>> start Material

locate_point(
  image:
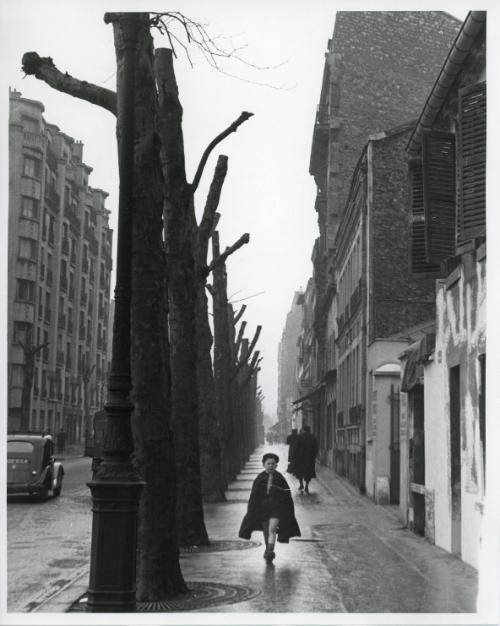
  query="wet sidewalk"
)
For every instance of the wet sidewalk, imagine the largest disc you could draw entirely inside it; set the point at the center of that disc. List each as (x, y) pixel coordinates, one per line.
(353, 556)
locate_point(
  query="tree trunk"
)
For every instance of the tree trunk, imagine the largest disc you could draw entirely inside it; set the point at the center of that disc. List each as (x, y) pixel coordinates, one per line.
(158, 571)
(212, 477)
(223, 358)
(179, 223)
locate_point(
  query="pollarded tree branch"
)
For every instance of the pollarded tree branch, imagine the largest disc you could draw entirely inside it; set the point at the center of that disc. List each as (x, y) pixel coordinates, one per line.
(239, 315)
(170, 116)
(255, 360)
(230, 129)
(44, 69)
(227, 252)
(209, 214)
(247, 354)
(240, 337)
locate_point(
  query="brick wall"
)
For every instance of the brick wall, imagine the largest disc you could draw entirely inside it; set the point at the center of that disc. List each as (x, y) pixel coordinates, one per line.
(400, 299)
(383, 65)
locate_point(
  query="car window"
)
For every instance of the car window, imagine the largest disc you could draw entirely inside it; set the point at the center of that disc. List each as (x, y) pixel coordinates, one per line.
(17, 447)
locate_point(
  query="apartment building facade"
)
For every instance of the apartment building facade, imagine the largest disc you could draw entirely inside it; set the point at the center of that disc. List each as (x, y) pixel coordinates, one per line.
(59, 272)
(379, 67)
(443, 454)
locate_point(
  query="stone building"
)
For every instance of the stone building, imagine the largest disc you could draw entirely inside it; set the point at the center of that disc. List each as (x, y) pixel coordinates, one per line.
(443, 421)
(287, 364)
(59, 261)
(379, 67)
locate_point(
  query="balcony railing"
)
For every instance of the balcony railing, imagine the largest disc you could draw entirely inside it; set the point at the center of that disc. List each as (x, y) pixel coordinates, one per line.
(61, 321)
(70, 213)
(52, 197)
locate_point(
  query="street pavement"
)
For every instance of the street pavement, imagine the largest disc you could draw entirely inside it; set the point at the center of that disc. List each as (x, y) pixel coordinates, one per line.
(353, 556)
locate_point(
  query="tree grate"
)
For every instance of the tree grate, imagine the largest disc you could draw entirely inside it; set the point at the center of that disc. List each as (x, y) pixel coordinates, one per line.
(201, 595)
(221, 545)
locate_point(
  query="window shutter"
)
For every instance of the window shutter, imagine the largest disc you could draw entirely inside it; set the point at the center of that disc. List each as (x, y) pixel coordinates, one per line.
(418, 259)
(471, 170)
(438, 159)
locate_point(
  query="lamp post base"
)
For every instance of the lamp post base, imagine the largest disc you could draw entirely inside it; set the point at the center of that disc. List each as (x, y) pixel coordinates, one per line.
(115, 502)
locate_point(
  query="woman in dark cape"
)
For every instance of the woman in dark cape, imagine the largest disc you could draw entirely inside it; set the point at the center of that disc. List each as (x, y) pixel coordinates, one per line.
(270, 508)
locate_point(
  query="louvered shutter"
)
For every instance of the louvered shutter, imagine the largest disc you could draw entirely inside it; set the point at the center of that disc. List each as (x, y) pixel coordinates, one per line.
(438, 159)
(471, 170)
(418, 259)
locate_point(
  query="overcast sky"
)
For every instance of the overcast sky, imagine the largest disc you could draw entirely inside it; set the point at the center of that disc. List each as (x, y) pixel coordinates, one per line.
(268, 191)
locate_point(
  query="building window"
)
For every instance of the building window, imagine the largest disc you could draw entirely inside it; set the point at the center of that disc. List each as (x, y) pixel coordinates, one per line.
(30, 124)
(26, 290)
(438, 160)
(32, 167)
(27, 249)
(22, 332)
(432, 202)
(418, 256)
(471, 170)
(30, 208)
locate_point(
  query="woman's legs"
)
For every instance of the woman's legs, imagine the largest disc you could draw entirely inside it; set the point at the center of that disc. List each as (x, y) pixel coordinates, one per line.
(271, 542)
(265, 530)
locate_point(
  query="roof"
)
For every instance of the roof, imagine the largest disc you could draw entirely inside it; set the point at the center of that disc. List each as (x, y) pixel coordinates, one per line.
(31, 437)
(472, 26)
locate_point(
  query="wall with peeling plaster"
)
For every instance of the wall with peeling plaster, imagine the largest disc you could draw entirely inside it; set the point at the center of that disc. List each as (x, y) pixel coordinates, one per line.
(460, 340)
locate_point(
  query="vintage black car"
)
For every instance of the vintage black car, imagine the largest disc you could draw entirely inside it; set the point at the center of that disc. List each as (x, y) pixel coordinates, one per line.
(31, 467)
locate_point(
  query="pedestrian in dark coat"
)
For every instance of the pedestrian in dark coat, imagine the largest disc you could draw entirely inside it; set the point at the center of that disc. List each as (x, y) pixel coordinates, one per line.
(270, 508)
(305, 458)
(291, 441)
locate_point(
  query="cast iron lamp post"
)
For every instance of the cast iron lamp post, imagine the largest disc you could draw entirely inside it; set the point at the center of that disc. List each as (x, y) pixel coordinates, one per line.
(116, 486)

>> end Material

Requirements — Leave the pictures out, and transcribe each of the records exactly.

Result for this exercise —
locate_point(
  image:
  query="wet sidewalk"
)
For every instance of the wet sidewalk, imagine the largest disc you could draw entirely inside it; set the point at the center of that disc. List each as (x, y) pixel coordinates, one per line.
(353, 556)
locate_point(
  query="tree trunk"
)
For every instance of the tree trunk, imagine the largest disc you could draw entirely inside it; set the point at the center of that disc. List each as (x, y) pixel coordinates, one per line.
(158, 571)
(212, 477)
(223, 358)
(179, 223)
locate_point(
  query="pollarded tree branch"
)
For every instance of the pollarded tree branch, imagine the largest disc you could draw entirely inside it; set the point at the center of that disc. List each as (x, y) pixel coordinates, one per line.
(239, 315)
(170, 116)
(255, 360)
(230, 129)
(44, 69)
(227, 252)
(209, 214)
(247, 354)
(240, 337)
locate_point(
  query="brick wall"
)
For every instance of the brick wall, imagine the largest disc you could draw entirely inside it; set the point at the center of that disc. List each as (x, y) pixel coordinates, one per line.
(400, 299)
(383, 65)
locate_point(
  query="car window"
)
For every instance of the car window, imagine the largest disc you could draw entirely inside it; set the point at the center of that disc. List each as (x, y) pixel coordinates, one per line.
(17, 447)
locate_point(
  query="apartment building facade"
)
For every instance of the apartment building facade, imagine the largest disc you could draw entirely inside it; set the point at the center of that disc. List each as (x, y) pixel coordinates, one per line.
(59, 272)
(379, 67)
(443, 454)
locate_point(
  query="stone building"
)
For every instance of the stone building, imagine the largest disc you could draw entirely inside it; set the point at the center of that disc. List each as (x, y) pixel coordinates, one per line.
(443, 421)
(287, 364)
(59, 261)
(379, 67)
locate_point(
  query="balcony railing"
)
For every instance of the balcony railing, imagine the largest disc you could draw entirely inside it; set the point at the center of that disc. List each as (x, y) pixel coordinates, one per line.
(61, 321)
(70, 213)
(52, 197)
locate_point(
  query="street pavement"
)
For every instance of the street pavement, imagine the largest disc you could draw entirely inside it; set the point at the center of that disc. List each as (x, y) pixel coordinates, one per line.
(353, 556)
locate_point(
  query="tree grate"
)
For every instance of the tree grate, imagine the largest disc you could draw entirely inside it; set the point at the center of that disc. List each as (x, y) pixel coordinates, one per line.
(201, 595)
(221, 545)
locate_point(
  query="window shutter"
)
For every instance of the window shutter, imagine the largest disc you could draw entirely inside it; set the point at the center of that disc. List each as (x, y) pixel coordinates, one per line.
(418, 259)
(471, 170)
(438, 159)
locate_point(
  query="lamp post base"
)
For every instance of the lamp post base, imagine the largest disc you could draw entirely inside it; set the point at the center of that disc. List each as (x, y) pixel coordinates, one per line.
(115, 502)
locate_point(
  query="woman in dark cape"
)
For every instance of the woman in dark cape, imagine the largest disc you could draw entirely inside it; set the point at the center of that disc. List each as (x, y) pixel coordinates, one per line.
(270, 508)
locate_point(
  query="louvered shutter"
)
For every instance of the louvered shutter, imagine the largest disc you could draw entirely inside it; set the point at the center of that disc. List each as (x, y) pixel coordinates, one per line.
(438, 159)
(471, 170)
(418, 259)
locate_point(
  query="overcast sky"
)
For every instance of the overcast sky, imagine the largest disc you could draw entirely inside it; set the point at the center of that disc. List each as (x, y) pixel coordinates, one per line.
(268, 191)
locate_point(
  query="building window"
)
For every instance of the building window, imagine the largest disc you could draw entirely inside it; set the point at the center of that disc. List each as (x, y) pixel coordinates, one per line.
(30, 124)
(26, 290)
(438, 160)
(32, 167)
(27, 249)
(22, 332)
(432, 202)
(418, 256)
(471, 170)
(30, 208)
locate_point(
  query="woman's legs"
)
For every instance of the woman's legs, imagine the largest disc you could draw entirely inside it; set the point at the center of that disc. List each as (x, y) pixel coordinates, one per line.
(271, 542)
(265, 530)
locate_point(
  query="roof"
)
For every instance of the roof, imagine the largest disc you could draw entirely inside it; set the point at the center of that disc. List each as (x, y) pixel coordinates, one per line.
(31, 437)
(472, 26)
locate_point(
  query="wall with peeling plaster"
)
For every instance of the wall with peeling plaster, imagine the largest disc you could draw entirely inside it; set the point at the center of that disc. List each as (x, y) pixel coordinates, one per line.
(460, 340)
locate_point(
  query="vintage black car"
)
For every instance of the vintage black car, imagine the largest disc you could draw entirely inside it; set the point at the center of that disc. List each as (x, y) pixel coordinates, one per line.
(31, 467)
locate_point(
  query="pedestrian in dark coat"
)
For every instance of the pedestrian in dark coat, imagine the largest disc you could draw entirely inside it; set the point at the center of that disc. List each as (x, y) pixel coordinates, one per line.
(270, 508)
(305, 458)
(291, 441)
locate_point(
  query="cast iron lamp post"
)
For every instance of the cast iron lamp post, imagine the largest disc you could draw entirely inside it; set the point at the center of that disc. List each as (x, y) pixel coordinates, one per line.
(116, 486)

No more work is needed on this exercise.